*LISTED RECORDS*

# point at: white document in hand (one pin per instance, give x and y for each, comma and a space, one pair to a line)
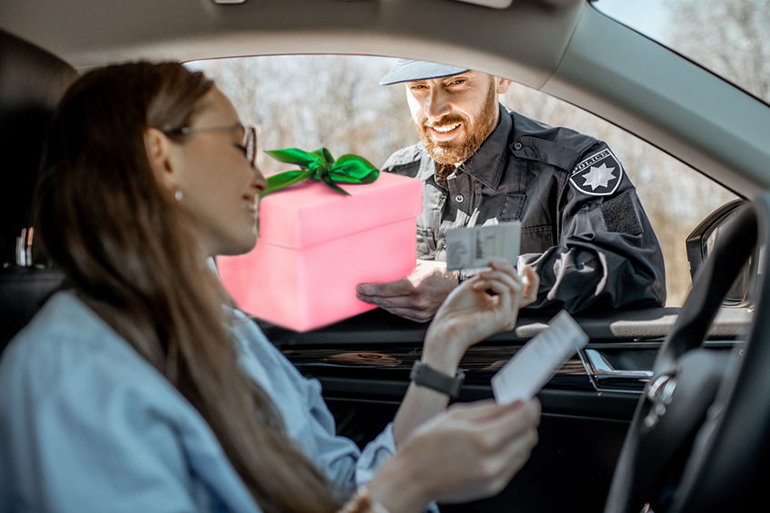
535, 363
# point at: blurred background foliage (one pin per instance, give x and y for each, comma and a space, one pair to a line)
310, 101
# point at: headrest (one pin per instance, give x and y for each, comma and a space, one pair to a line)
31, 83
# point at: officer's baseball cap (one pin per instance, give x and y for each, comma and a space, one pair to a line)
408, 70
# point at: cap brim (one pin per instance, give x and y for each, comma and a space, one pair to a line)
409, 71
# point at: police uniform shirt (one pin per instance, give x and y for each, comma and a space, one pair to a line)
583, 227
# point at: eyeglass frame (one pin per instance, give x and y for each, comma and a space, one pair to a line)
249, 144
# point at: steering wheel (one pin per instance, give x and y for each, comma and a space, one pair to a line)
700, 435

*THE EXERCISE*
Copy the data again from the line containing "# point at: cap" through the end, replacing "eyeglass" with "spectacle" and leaving everything else the same.

*EXPECTED ANSWER*
# point at: cap brim (one pin per instance, give x and y for each, comma and a space, one pair to a line)
409, 71
# point at: police uniform shirt (one pin per instance, give x and y for each, comma and a space, one pair to a line)
583, 227
# point at: spectacle frame (one pin per instance, give x and y for each, comma and a space, one pair to a line)
249, 144
# point at: steering wheel (one pin per instance, give x and y for each, comma and a space, one pair to a line)
700, 435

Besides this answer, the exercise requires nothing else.